[The exercise]: Gather every line in the rows below that contains the string "Provide", matching case exactly.

Start of Exercise material

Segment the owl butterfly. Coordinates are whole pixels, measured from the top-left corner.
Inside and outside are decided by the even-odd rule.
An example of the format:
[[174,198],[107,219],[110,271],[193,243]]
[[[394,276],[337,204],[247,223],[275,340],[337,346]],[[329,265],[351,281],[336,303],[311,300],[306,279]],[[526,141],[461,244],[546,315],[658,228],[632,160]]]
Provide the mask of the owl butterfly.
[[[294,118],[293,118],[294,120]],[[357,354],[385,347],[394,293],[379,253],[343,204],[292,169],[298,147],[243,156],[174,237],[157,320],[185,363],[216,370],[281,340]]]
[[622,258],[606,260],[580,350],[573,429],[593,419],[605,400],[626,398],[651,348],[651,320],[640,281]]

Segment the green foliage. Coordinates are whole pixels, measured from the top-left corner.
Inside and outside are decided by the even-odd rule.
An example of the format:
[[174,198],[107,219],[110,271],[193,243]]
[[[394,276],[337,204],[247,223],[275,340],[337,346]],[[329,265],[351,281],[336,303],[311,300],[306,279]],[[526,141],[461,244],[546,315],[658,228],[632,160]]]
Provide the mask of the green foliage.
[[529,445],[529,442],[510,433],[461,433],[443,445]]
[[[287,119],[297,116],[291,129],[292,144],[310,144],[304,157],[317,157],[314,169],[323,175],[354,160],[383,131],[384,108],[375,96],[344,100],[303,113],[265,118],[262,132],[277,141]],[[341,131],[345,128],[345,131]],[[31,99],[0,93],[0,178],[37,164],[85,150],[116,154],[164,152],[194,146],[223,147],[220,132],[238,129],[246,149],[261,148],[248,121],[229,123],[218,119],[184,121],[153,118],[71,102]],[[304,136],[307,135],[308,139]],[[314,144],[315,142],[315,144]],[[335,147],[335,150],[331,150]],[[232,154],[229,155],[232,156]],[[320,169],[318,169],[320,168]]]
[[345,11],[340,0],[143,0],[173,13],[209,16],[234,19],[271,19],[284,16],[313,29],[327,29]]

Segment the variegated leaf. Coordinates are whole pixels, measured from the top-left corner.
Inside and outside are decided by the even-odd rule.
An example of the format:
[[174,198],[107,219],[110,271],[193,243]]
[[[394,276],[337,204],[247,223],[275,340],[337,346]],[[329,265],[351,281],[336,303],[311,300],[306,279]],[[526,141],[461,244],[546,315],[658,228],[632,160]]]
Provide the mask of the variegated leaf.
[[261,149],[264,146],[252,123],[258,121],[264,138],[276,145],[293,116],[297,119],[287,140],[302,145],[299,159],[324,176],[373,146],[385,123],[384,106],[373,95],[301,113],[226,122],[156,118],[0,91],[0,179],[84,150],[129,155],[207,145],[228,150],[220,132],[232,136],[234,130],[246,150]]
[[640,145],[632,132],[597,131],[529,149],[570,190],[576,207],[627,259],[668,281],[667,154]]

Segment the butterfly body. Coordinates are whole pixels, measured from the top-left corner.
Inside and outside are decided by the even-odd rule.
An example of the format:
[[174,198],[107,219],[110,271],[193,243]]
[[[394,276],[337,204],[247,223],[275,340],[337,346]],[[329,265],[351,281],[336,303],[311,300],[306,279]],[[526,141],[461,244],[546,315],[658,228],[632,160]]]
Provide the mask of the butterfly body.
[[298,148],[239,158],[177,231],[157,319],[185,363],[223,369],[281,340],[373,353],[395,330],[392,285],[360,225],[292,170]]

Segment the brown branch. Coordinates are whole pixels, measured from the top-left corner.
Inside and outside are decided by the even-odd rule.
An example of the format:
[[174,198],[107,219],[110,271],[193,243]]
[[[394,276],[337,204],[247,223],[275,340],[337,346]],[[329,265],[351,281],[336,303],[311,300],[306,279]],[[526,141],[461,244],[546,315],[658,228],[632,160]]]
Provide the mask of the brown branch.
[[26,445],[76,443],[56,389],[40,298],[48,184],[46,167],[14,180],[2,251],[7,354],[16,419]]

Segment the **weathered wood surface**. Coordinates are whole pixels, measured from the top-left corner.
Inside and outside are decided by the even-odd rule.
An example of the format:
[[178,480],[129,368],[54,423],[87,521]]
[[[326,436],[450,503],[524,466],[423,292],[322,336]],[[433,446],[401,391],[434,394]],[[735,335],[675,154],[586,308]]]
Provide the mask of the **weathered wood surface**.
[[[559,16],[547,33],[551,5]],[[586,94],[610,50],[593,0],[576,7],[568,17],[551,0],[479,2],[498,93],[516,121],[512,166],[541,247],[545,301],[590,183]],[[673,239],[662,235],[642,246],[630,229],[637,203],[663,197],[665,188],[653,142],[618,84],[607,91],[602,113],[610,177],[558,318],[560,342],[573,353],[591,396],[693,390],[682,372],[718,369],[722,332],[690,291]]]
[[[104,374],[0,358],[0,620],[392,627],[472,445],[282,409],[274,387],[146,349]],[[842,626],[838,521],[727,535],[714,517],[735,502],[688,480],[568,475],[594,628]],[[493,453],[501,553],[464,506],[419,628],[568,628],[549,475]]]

End of Exercise material

[Expected answer]:
Provide the mask of the owl butterfly.
Provide the mask of the green foliage.
Provide the mask of the variegated leaf.
Provide the mask of the butterfly body.
Provide the mask of the brown branch.
Provide the mask of the **weathered wood surface**.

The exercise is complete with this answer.